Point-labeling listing
##########

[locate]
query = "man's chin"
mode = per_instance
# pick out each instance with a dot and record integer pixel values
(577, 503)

##########

• Problem statement:
Can you rewrite the listing above, substituting "jaw" for "chin" and leaving everything else unchanged?

• Reply to the exercise:
[locate]
query = "man's jaw"
mode = per_instance
# pick out each instance with a dot and record integer pixel values
(577, 503)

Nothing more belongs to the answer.